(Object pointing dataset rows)
»»

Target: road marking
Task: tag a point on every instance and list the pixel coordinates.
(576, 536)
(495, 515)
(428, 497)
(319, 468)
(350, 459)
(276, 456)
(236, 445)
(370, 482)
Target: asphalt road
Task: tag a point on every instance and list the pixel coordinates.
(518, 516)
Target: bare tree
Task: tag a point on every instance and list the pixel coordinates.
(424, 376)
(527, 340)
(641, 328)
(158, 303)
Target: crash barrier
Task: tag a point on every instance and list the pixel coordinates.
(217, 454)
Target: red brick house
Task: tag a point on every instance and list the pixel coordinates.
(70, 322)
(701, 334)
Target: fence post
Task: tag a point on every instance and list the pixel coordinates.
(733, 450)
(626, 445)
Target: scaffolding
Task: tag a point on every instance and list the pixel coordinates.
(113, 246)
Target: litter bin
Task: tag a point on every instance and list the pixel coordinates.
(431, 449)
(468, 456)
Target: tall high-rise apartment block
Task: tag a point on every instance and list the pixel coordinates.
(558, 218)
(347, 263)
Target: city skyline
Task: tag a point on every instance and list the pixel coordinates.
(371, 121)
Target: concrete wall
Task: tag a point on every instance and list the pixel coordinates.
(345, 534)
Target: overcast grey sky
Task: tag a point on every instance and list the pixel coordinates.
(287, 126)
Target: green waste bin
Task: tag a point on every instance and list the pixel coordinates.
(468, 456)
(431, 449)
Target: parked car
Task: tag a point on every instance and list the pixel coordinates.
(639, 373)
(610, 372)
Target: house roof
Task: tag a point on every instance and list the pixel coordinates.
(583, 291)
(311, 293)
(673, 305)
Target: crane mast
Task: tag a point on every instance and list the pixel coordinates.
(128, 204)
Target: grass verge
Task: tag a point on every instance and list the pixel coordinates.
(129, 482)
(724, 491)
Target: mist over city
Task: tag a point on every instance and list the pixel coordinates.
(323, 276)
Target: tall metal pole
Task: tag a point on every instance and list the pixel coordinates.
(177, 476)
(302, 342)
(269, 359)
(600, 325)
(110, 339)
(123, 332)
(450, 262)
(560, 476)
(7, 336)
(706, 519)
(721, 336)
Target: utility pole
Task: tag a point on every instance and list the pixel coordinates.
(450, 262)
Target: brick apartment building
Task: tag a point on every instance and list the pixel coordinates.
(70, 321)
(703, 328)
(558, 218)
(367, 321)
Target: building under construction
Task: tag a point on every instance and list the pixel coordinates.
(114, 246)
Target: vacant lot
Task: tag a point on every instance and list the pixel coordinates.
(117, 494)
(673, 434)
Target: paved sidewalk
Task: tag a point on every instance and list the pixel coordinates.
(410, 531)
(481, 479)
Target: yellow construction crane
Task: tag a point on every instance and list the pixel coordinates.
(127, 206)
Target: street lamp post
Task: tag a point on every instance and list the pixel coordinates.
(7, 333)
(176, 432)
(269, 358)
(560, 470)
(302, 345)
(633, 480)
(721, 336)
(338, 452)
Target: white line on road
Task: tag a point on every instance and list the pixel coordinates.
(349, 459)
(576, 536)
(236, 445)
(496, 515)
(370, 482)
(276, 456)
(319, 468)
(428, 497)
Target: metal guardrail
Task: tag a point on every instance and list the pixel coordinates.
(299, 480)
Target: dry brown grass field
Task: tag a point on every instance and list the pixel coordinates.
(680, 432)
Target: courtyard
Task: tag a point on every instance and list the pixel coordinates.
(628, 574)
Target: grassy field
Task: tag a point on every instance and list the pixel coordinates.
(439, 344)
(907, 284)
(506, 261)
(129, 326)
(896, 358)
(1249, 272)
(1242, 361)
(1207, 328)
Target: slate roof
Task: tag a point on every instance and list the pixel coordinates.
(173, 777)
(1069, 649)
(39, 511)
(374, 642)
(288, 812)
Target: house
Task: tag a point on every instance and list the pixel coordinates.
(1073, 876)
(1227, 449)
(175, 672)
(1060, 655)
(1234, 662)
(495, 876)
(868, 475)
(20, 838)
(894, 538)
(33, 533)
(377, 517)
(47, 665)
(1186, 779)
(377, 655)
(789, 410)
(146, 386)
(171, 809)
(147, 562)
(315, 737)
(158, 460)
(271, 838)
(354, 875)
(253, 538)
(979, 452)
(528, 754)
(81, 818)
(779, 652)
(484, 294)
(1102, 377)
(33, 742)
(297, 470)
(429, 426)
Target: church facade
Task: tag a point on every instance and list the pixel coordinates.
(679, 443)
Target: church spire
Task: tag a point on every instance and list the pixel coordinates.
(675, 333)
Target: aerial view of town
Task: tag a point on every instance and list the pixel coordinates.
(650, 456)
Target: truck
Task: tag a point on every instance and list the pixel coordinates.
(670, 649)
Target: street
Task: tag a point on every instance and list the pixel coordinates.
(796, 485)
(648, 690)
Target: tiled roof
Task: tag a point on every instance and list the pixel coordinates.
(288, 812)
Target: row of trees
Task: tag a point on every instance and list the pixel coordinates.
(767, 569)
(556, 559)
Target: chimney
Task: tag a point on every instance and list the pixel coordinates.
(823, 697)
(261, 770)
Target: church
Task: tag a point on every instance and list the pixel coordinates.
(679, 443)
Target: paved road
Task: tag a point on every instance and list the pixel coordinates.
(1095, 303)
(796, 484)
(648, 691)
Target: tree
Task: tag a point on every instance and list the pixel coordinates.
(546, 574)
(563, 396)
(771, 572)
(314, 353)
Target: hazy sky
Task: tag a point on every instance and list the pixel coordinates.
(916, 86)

««

* Brief: Your task is to repeat every entry exactly.

* Task output:
Target: road marking
Task: tag a point on every instance and list the pixel coordinates.
(576, 536)
(495, 515)
(428, 497)
(319, 468)
(350, 459)
(276, 456)
(236, 445)
(370, 482)
Target: asphalt road
Task: tag a point on every instance and list the pixel coordinates.
(518, 516)
Target: bare tree
Task: tag a point on every instance and list the pixel coordinates.
(424, 376)
(527, 340)
(641, 328)
(158, 303)
Target: crash barrier
Task: tag a point on every instance and list the pixel coordinates.
(217, 454)
Target: red brick house
Task: tag a point on every instance and list the pixel coordinates.
(70, 322)
(701, 334)
Target: fence post
Task: tag a point on every instance and list the pixel coordinates.
(733, 450)
(626, 445)
Target: scaffolding
Task: tag a point on every instance and list the pixel coordinates.
(113, 246)
Target: litter bin
Task: tag a point on every instance and list the pixel coordinates.
(431, 449)
(468, 456)
Target: tall high-rise apartment block
Task: tag a point on every instance and list the pixel coordinates.
(558, 218)
(347, 263)
Target: city skyline
Task: tag a point on every instance and list the pixel coordinates.
(371, 121)
Target: concrete wall
Task: tag a point on every instance and list the pixel coordinates.
(345, 534)
Target: overcast grey sky
Task: tag a point on every instance and list the pixel coordinates.
(287, 126)
Target: green waste bin
Task: tag a point on every instance and list the pixel coordinates.
(468, 456)
(431, 449)
Target: parked car
Task: tag a point on every instance and list the pixel coordinates.
(639, 373)
(610, 372)
Target: house roof
Task: tag a point on every instance and list the pixel coordinates.
(583, 291)
(311, 293)
(673, 305)
Target: crane mast
Task: tag a point on every instance and list the pixel coordinates.
(128, 204)
Target: grass verge
Task: tag a point on every instance and list the pixel coordinates.
(129, 482)
(724, 491)
Target: mist over city
Task: tag a point on every instance and list the pixel coordinates.
(323, 276)
Target: tall metal pole
Task: tag a point on every instance and list the pixel coordinates.
(177, 476)
(302, 342)
(269, 359)
(600, 325)
(110, 339)
(123, 332)
(450, 262)
(560, 476)
(7, 336)
(706, 519)
(721, 336)
Target: utility pole
Task: tag a point on every instance and list the pixel coordinates.
(450, 262)
Target: brick apartment building
Task: tag a point on every instance and list the pixel coordinates.
(70, 321)
(703, 328)
(558, 218)
(367, 321)
Target: building under construction
Task: tag a point on every instance and list the pixel coordinates.
(114, 246)
Target: vacant lot
Task: tag a point on every instance and list the pixel coordinates.
(117, 494)
(673, 434)
Target: paved sidewalk
Task: tag a point on every instance and list the pixel coordinates.
(410, 531)
(481, 479)
Target: yellow construction crane
Task: tag a point on every instance and list the pixel coordinates.
(127, 206)
Target: street lamp post
Task: tag a point on every instance and list the pixel coordinates.
(7, 333)
(176, 432)
(269, 358)
(560, 470)
(302, 345)
(633, 480)
(721, 336)
(338, 452)
Target: white line on road
Task: tag a point on every instance and list the pixel coordinates.
(349, 459)
(576, 536)
(236, 445)
(496, 515)
(370, 482)
(276, 456)
(319, 468)
(428, 497)
Target: metal guardrail
Task: tag a point on every instance and list the pixel coordinates.
(299, 480)
Target: dry brown grass field
Task: tag a point on every instance and list the pixel coordinates.
(680, 432)
Target: courtyard
Task: tag a point on every instance and list the pixel coordinates.
(628, 574)
Target: grassy field
Task: tag a point on every instance and list the pixel coordinates.
(439, 344)
(907, 284)
(506, 261)
(129, 326)
(896, 358)
(1249, 272)
(1242, 361)
(1207, 328)
Target: slate roof
Task: tag a point on every instance and list the pixel coordinates.
(173, 777)
(1069, 649)
(39, 511)
(374, 642)
(288, 812)
Target: house
Task: tag a point on every instance and list the pixel coordinates.
(1073, 876)
(1227, 449)
(175, 672)
(1060, 655)
(1234, 662)
(495, 876)
(868, 475)
(20, 838)
(894, 538)
(33, 533)
(377, 517)
(47, 665)
(1186, 779)
(377, 655)
(789, 410)
(146, 386)
(171, 809)
(147, 562)
(315, 737)
(158, 460)
(271, 838)
(354, 875)
(253, 538)
(979, 452)
(528, 754)
(81, 818)
(779, 652)
(484, 294)
(1102, 377)
(33, 742)
(297, 470)
(429, 426)
Target: church facade
Task: tag a point on every instance and list the pixel coordinates.
(679, 443)
Target: church spire
Task: tag a point on every instance and list the pixel coordinates.
(675, 333)
Target: aerial view of town
Task: tag a point on every instance and list the pixel coordinates.
(650, 456)
Target: truck
Task: tag a point on every instance and list the pixel coordinates.
(670, 649)
Target: street
Task: tag a point on every instance and list the pixel coordinates.
(796, 485)
(648, 690)
Target: tiled roof
Task: tag a point on every instance and list the pixel coordinates.
(288, 812)
Target: row of trees
Task: tag a point on every instance and list the pixel coordinates.
(767, 569)
(556, 559)
Target: chimney
Task: tag a point on every instance and list the pixel coordinates.
(823, 697)
(261, 770)
Target: church
Task: tag a point on every instance and list the pixel coordinates.
(679, 443)
Target: paved road
Task: tag a point on every instance and list the pixel coordinates.
(1095, 303)
(796, 484)
(648, 691)
Target: tree
Task: tag a point on every instance and list the pixel coordinates.
(546, 574)
(563, 396)
(771, 572)
(314, 353)
Target: hazy sky
Task: tag a point on every instance and list the pixel coordinates.
(916, 86)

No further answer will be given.